[[ TEXT PROVIDED open ]]
A Chilling Journey into the Impossible
Erica Ferencik’s chilling new thriller, GIRL IN ICE, begins with a premise few writers could resist. Set in the unforgiving landscape of the Arctic Circle, a successful linguist ventures north to try and communicate with a young girl who has been thawed from the ice alive—and is now speaking a dead language.
It’s a professional challenge Valerie Chesterfield can’t pass up—but her intentions are not entirely pure. Reeling from the loss of her twin brother—a suspected suicide—Val is desperate to learn the truth about his death. But to do so, she’ll need to face her own fear of the cold.
In this The Big Thrill interview, Ferencik, author of The River at Night and Into the Jungle, shares insight into the type of research required to write GIRL IN ICE, how stand-up comedy has enhanced her work, and her top piece of advice for aspiring authors.
You traveled to Greenland as part of your research for GIRL IN ICE. Did you have a story in mind when you began your trip? Or did the story come to you through your experience?
[[ TEXT PROVIDED closed ]]
[[ EXTRACTED DATA open ]]
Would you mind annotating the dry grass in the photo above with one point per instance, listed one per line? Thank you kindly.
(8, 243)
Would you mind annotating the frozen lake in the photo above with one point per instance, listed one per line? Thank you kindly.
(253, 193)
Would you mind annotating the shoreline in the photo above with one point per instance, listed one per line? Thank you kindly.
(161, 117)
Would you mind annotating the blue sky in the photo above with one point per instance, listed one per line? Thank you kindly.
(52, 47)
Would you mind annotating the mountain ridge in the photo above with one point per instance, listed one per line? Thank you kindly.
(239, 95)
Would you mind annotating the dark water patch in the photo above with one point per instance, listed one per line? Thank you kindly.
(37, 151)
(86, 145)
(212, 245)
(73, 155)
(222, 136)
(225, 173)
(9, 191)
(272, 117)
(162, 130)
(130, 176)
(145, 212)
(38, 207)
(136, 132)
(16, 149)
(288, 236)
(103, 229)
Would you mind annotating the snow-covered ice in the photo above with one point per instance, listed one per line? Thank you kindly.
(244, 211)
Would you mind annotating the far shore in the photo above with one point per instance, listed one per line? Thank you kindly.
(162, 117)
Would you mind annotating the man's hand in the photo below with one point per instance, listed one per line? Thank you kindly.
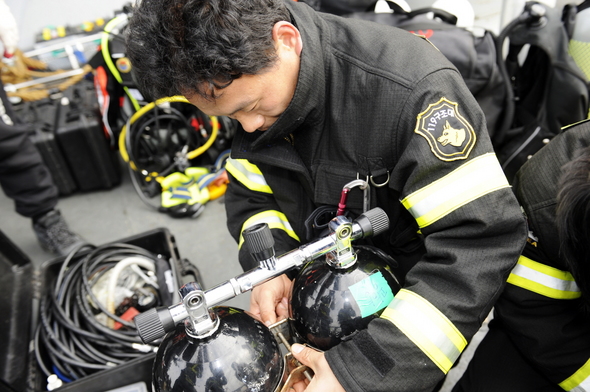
(269, 302)
(324, 379)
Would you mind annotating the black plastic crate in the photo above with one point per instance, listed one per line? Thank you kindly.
(24, 287)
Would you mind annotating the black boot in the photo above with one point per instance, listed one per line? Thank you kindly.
(54, 235)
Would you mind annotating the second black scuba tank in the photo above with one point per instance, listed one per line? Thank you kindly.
(329, 303)
(241, 354)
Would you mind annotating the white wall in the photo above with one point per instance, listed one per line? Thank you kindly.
(33, 15)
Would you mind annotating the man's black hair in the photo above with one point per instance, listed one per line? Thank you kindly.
(187, 47)
(573, 220)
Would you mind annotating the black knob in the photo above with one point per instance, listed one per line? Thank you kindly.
(260, 241)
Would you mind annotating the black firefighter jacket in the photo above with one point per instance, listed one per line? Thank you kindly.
(376, 102)
(540, 309)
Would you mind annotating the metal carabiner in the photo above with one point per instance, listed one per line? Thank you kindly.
(364, 185)
(382, 184)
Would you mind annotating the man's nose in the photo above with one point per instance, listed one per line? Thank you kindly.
(251, 123)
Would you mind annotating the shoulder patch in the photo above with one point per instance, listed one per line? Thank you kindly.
(449, 135)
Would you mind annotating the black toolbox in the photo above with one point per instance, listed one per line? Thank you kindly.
(94, 163)
(44, 113)
(41, 116)
(22, 288)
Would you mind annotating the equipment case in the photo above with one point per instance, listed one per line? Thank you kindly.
(81, 136)
(21, 290)
(42, 117)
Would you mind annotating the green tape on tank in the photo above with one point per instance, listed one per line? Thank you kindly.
(372, 294)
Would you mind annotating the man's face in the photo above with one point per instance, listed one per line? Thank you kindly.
(257, 101)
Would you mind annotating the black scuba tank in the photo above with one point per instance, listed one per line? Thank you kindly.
(241, 355)
(329, 303)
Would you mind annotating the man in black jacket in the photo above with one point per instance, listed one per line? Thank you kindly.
(323, 100)
(538, 339)
(23, 175)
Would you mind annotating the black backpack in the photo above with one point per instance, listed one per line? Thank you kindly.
(474, 56)
(545, 88)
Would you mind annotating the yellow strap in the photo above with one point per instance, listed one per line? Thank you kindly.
(248, 174)
(544, 280)
(274, 219)
(426, 327)
(474, 179)
(579, 381)
(104, 47)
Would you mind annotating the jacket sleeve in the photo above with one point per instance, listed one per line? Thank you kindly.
(250, 200)
(452, 184)
(536, 294)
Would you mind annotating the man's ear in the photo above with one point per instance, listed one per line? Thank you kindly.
(286, 35)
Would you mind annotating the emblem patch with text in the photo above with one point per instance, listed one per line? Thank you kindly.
(449, 135)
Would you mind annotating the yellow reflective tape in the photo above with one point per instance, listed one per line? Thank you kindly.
(248, 174)
(476, 178)
(544, 280)
(579, 381)
(427, 328)
(274, 219)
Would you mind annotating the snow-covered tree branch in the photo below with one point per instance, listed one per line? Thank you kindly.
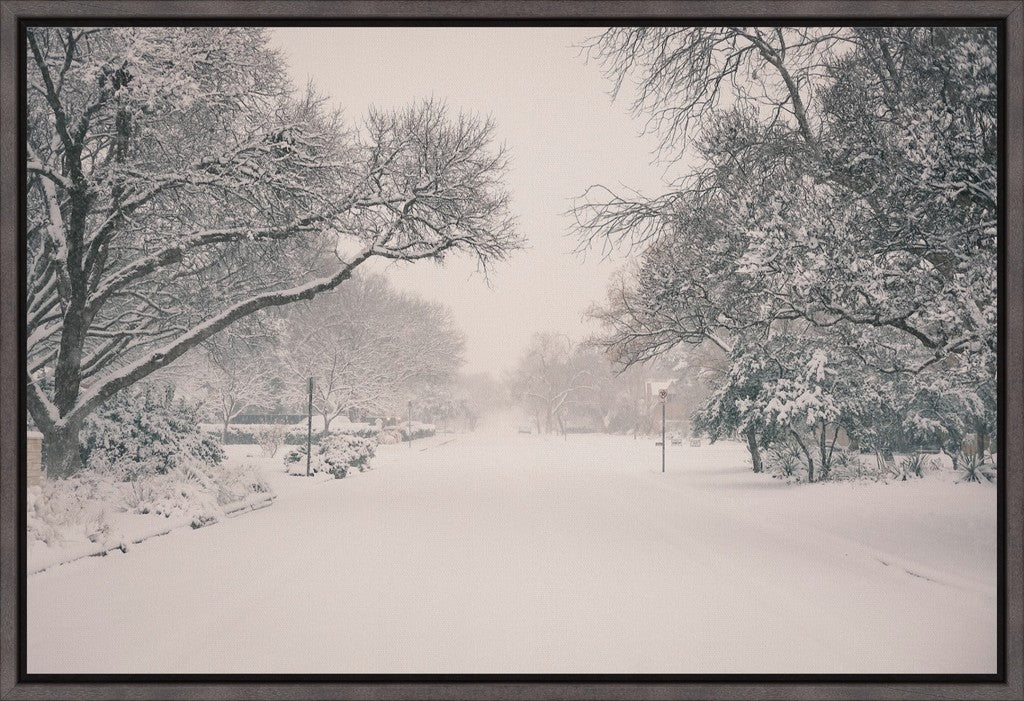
[[ EXTRACTED DATA closed ]]
COMPLETE THE FOLLOWING>
(a) Rewrite the paragraph of the GIRL IN ICE text that begins "It's a professional challenge" as a short bulleted list that keeps its main facts.
(b) According to the GIRL IN ICE text, which two earlier books did Erica Ferencik write?
(c) Write what comes next in the GIRL IN ICE text, picking up right after its last sentence.

ANSWERS TO THE TASKS>
(a)
- Valerie Chesterfield can't pass up the professional challenge, but her intentions are not entirely pure.
- She is reeling from the loss of her twin brother, a suspected suicide.
- Val is desperate to learn the truth about his death.
- To do so, she'll need to face her own fear of the cold.

(b) The River at Night and Into the Jungle.

(c)
One of the first inspirations for GIRL IN ICE came from one of the final scenes in the original, 1931, black and white version of Frankenstein. It has haunted me since the day I saw it, more than 40 years ago.
Frankenstein’s monster, hunted, bloodied, in despair, has given up on finding any kindness or acceptance from mankind. He turns from the camera and lurches forward into an unforgiving Arctic landscape, a mad blizzard swirling all around him. Slowly, his blocky, black silhouette is devoured by all the ravenous white, and he is gone. This image broke my heart in ways I’m still trying to parse, but I think it has to do with human cruelty, and our intolerance for our own human variety.
There is no Frankenstein’s monster in GIRL IN ICE, but that feeling of desolation and desperation—as well as the stunning Arctic landscape—is something I’ve always wanted to render somehow in one of my novels.
The actual spark for the book happened one bitterly cold morning in the winter of 2018. I was walking in the woods near my home and came upon three juvenile painted turtles frozen mid-stroke in the ice along the shallow edge of a pond. They didn’t look alive…but they didn’t look dead either. It turns out there are some animals (and plants too!) that have this freezing-and-coming-back-to-life thing down. Painted turtle hatchlings, some species of beetle, wood frogs, certain alligators, even an adorable one-millimeter length creature called a Tardigrade or “water bear” that can be frozen to -359C and thaw out just fine. Most of these creatures possess a certain cryo-protein that protects their cells from bursting when they freeze.
A protein that…we don’t possess. Still, the image of a young girl frozen in a glacier in the Arctic popped into my head. From there, I asked myself: How did she get there? What was her story?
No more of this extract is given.